Please copy the lines of the items below word for word, starting with the line that contains "Objective — one point per instance of the yellow bean" and going on through the line that contains "Objective — one point per instance of the dark". Include both of those lines and nothing else.

DATA SHOWN
-=-=-
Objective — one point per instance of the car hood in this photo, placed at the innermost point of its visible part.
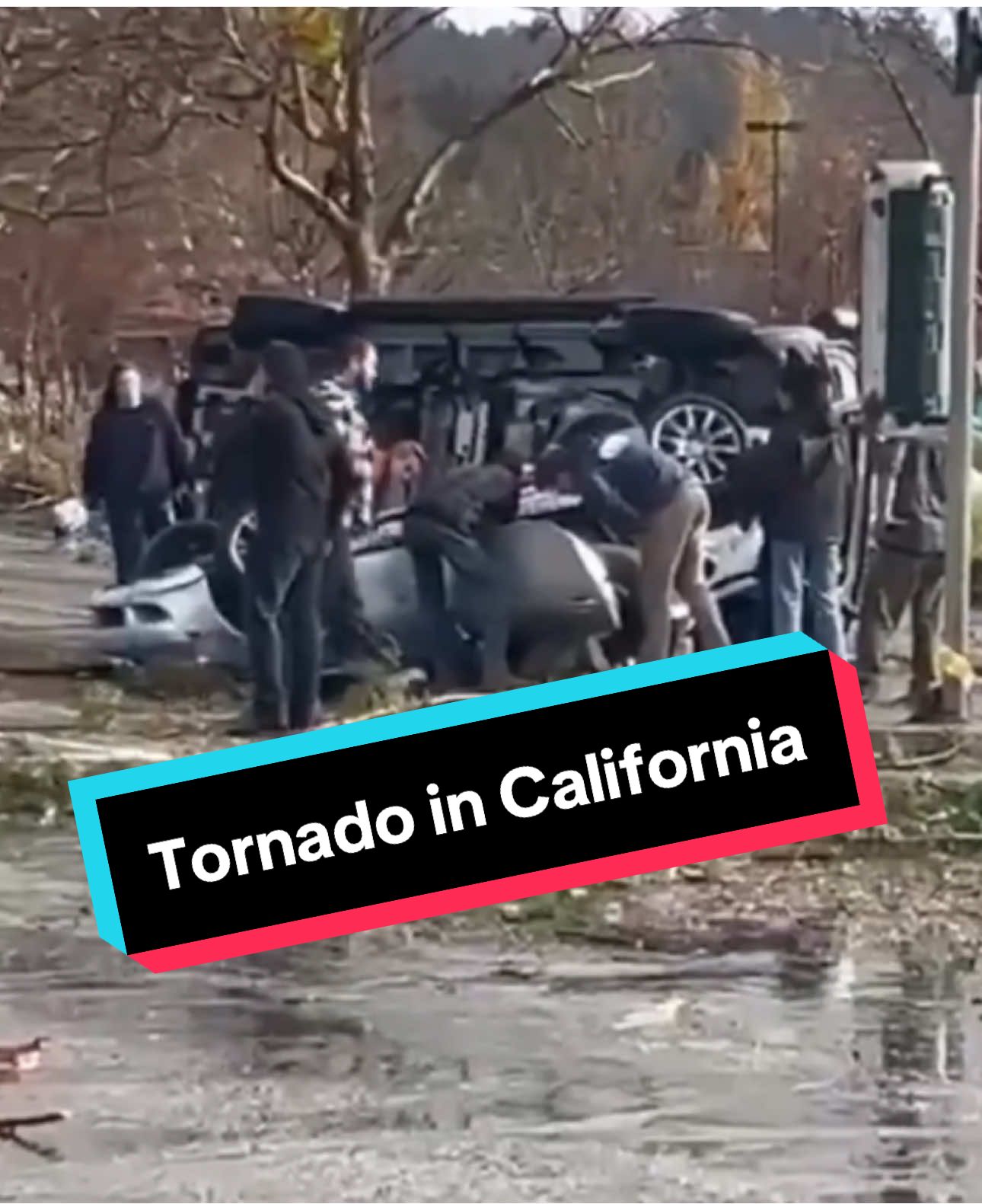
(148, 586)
-=-=-
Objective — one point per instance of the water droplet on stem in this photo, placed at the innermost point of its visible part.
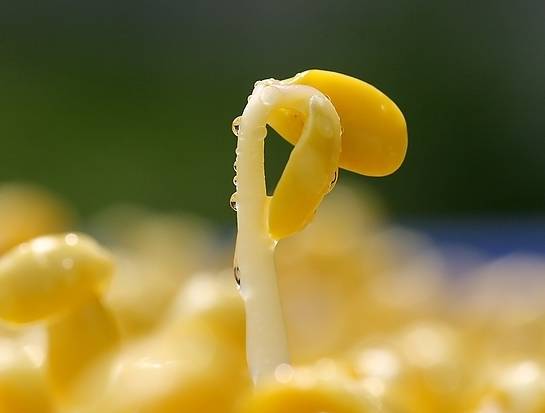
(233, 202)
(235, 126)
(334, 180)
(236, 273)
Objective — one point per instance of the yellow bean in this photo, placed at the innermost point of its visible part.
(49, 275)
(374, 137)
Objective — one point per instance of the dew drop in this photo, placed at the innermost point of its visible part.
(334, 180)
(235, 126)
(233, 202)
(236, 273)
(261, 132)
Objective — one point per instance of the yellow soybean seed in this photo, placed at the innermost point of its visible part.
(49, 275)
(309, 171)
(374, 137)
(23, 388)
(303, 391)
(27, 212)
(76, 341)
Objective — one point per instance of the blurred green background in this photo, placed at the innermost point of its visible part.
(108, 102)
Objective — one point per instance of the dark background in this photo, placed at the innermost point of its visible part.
-=-=-
RIGHT ANSWER
Objective — one point per instance of the yellow bean in this photo, placed at the innermost point of its visible part.
(49, 275)
(374, 137)
Objective — one point per instance of the dew drop in this photo, placed at the innermost point of its visible part.
(334, 180)
(235, 126)
(233, 202)
(236, 273)
(261, 132)
Objective — one point per instance of the yellow soybean seed in this photo, placed at the innermost point of its visible part.
(49, 275)
(309, 171)
(374, 137)
(23, 388)
(303, 391)
(27, 212)
(76, 341)
Objective — one point per instance of the blurred green background in this photo, placed at the innermost point of its visible part.
(108, 102)
Objective — one point per instance of the dark background in this photo, placed at the innermost point of its visible part.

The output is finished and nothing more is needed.